▶ **Supplied text**
▼
Well, forget the shame part, I was giggling like a schoolgirl
with a copy of N'Sync Confessions. Being the saintly fellow
that I am, I awarded Andrew a movie which did not harm me physically,
but had merely pissed me off - The Video Dead - but my
largesse was not duplicated by my peers. Witness the movie picked
for me by Ken Begg, doubtless in retaliation for my expose of
The Unseemly Graft Incident At NOWFF
XI.
Somehow
I knew I would get Ken in the draw; his endurance levels are legendary
(Sweet
November, for God's sake!) and he seems absolutely obsessed
with discovering my breaking point. This started with his offhanded
mention, back when we were planning the Bangs 'n' Whimpers Roundtable,
that one of us "should review Doomsday Machine,"
and like Susan Strasberg in Psych-Out, I went "Sure,
why not?" and found myself in Cinema Hell. Though I blame
him by association for B-Fest's infliction of Jungle Hell
upon my soft, unprotected psyche's underbelly, I think he is bitter
because he was not truly responsible for the experience that turned
me into a catatonic wreck.
▲
Dataset records on object locations:
▼
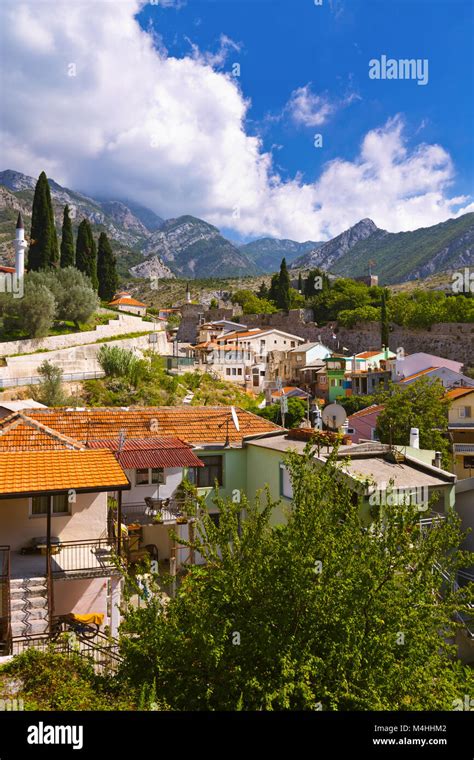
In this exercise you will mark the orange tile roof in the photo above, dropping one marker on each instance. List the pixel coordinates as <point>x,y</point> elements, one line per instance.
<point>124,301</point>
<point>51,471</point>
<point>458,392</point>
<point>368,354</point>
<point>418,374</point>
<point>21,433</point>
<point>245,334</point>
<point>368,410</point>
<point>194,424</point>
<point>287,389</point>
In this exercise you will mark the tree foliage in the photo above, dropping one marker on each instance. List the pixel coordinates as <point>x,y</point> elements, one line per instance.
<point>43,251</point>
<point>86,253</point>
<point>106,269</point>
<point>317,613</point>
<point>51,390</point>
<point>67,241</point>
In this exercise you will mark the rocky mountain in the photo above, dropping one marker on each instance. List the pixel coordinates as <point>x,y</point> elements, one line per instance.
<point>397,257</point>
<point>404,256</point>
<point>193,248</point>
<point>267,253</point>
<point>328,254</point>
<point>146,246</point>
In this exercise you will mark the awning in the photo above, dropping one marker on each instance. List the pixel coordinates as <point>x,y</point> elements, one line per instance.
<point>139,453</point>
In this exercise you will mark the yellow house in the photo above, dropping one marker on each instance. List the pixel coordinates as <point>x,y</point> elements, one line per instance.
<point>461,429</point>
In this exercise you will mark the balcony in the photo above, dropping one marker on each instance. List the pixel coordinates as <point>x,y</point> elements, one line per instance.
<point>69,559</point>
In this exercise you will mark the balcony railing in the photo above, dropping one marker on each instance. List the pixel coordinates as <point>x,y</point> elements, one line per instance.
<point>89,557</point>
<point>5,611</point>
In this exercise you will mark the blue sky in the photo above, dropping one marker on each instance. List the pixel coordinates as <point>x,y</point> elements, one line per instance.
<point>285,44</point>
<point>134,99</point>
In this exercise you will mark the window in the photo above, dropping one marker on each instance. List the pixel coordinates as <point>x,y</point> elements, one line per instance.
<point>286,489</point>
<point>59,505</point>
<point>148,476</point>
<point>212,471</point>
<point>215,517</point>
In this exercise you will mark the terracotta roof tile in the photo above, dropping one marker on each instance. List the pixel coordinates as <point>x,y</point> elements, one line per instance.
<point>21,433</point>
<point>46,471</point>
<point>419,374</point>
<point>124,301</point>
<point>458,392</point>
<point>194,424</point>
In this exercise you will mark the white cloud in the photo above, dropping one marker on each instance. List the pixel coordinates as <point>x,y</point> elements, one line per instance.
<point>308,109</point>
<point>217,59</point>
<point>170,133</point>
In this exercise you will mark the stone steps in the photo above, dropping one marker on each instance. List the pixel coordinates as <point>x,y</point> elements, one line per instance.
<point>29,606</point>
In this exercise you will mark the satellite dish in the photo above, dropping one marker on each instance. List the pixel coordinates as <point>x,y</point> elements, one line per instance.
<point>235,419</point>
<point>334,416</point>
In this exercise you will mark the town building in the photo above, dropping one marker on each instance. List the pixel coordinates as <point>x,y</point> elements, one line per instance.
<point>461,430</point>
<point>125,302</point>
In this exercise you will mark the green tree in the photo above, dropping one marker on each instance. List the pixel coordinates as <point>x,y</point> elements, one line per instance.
▲
▼
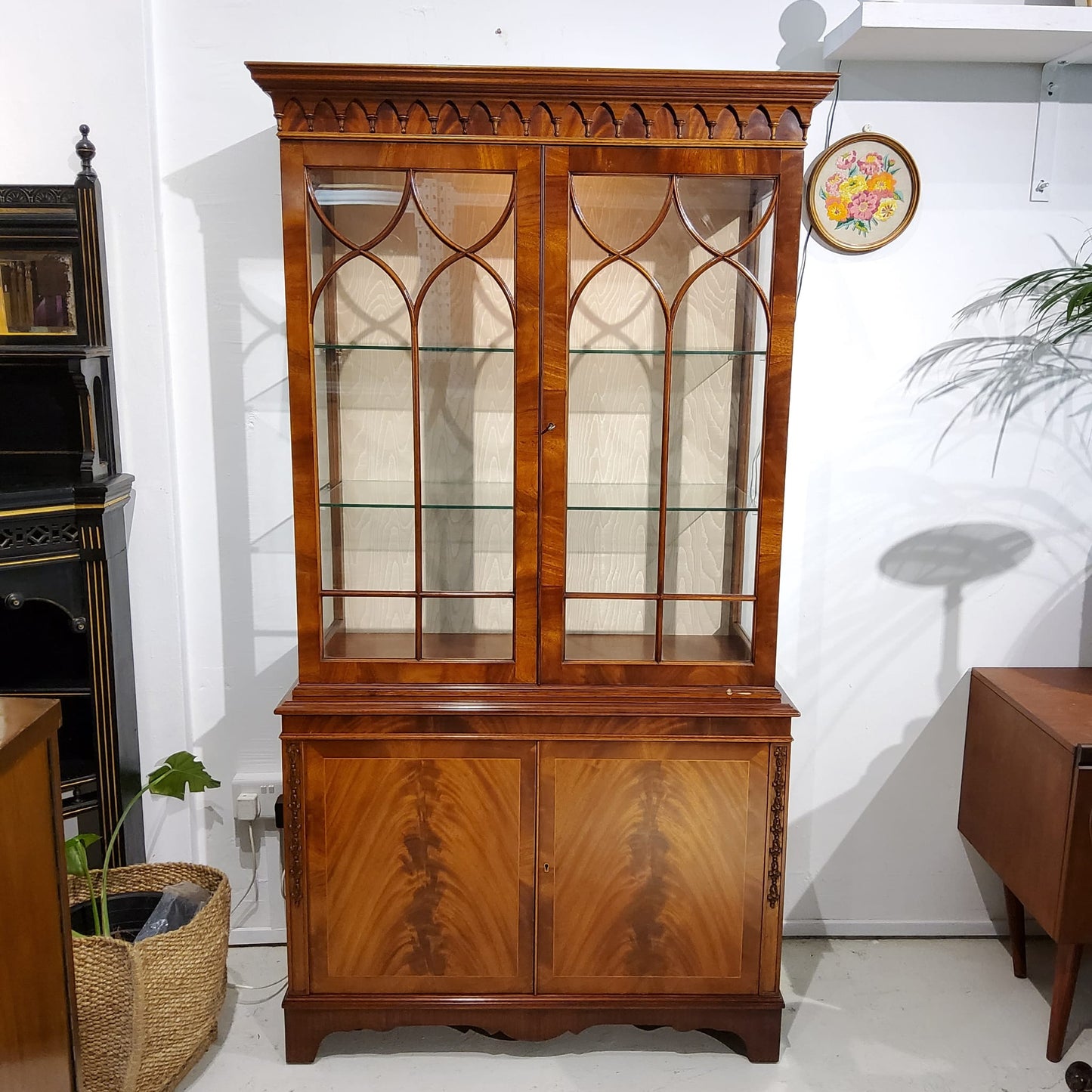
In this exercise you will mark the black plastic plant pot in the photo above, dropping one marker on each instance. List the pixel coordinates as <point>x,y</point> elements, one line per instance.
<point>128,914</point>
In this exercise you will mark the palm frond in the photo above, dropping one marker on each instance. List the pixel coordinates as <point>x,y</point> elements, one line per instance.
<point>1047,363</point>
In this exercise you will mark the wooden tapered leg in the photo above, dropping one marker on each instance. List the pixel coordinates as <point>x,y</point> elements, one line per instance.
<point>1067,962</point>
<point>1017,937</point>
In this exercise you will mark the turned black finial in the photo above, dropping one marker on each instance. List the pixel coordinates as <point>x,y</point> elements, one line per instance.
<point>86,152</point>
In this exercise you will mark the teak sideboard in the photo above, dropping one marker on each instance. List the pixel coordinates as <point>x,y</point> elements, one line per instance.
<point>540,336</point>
▲
▶ **Exercises**
(1) Rescale the records starting with the line that contains "In this exercise you will mark the orange" and going on through the line that contains "<point>67,241</point>". Write those lines out again, leaving the lines without coordinates unchanged and multiplying every x and y coordinate in the answers by 1.1, rounded to whole numbers with halves rounded up.
(2) Supply the next part of the text about the movie Ken Begg picked, continuing from where it stops.

▶ **Results for the exercise**
(1)
In this exercise you will mark the orange tile roof in the photo above, dropping one marker on each instance. List the pixel coordinates as <point>x,y</point> elements, one line per instance.
<point>136,331</point>
<point>56,518</point>
<point>504,431</point>
<point>405,389</point>
<point>460,411</point>
<point>23,476</point>
<point>270,367</point>
<point>405,451</point>
<point>213,466</point>
<point>316,428</point>
In this exercise you will mark the tree foliage in the photo above, dropping one marker on each instance. List the pixel coordinates as <point>x,y</point> elements, one line per instance.
<point>47,276</point>
<point>95,278</point>
<point>117,296</point>
<point>349,674</point>
<point>56,429</point>
<point>74,265</point>

(2)
So
when I found out that Ken was my Secret Santa, I said to my wife,
"You know, I keep hearing seagulls cry, punctuated with Neil
Diamond music." Within the hour, the message hit my In Box:
It was time for me to break out that copy of Jonathan Livingston
Seagull.
Yes,
I had long ago bought the bullet that was about to be loaded in
the gun pointed at my head. It was hard to resist. Going through
the inventory at an out-of -the-way BlockWood Video, I found it
in a black library case - no cover art - just a sticker stating
"Jonathan Livingston Seagull - $5.99". But it was the
other stickers on the shrink wrapping that told the tale: "$3.99"
"$2.99" and finally "$1.99". I theorized that
if I waited another week, there would be one more sticker, "Please
- We'll Pay You" - but plopped down
the two bucks anyway and slid it into The Box, wherein resides
Upcoming Reviews.
Finally,
it was time to tear away the cellophane and see what two bucks
will buy ya these days.
Ken,
I have to say I'm sorry - it hurt me, but not in the way you intended.
Perhaps it is the way I hardened myself by watching the supremely
un-entertaining Pink Lady and Jeff over and over. Better
luck next time (and put down that copy of The
Lonely Lady - I have a cane, and I'm not afraid to use
it).
Jonathan
Livingston Seagull is, of course, based on the best-selling
book by Richard D. Bach. I can't call it a novel, or even a novella,
it's more like an extended short story. I read the dang thing
back in the 70s, when Congress passed a law requiring it. Not
terrible, but very indicative of the early 70s, if you catch my
drift. Author D. Bach reportedly hated the movie. Why should he
be different from anybody else?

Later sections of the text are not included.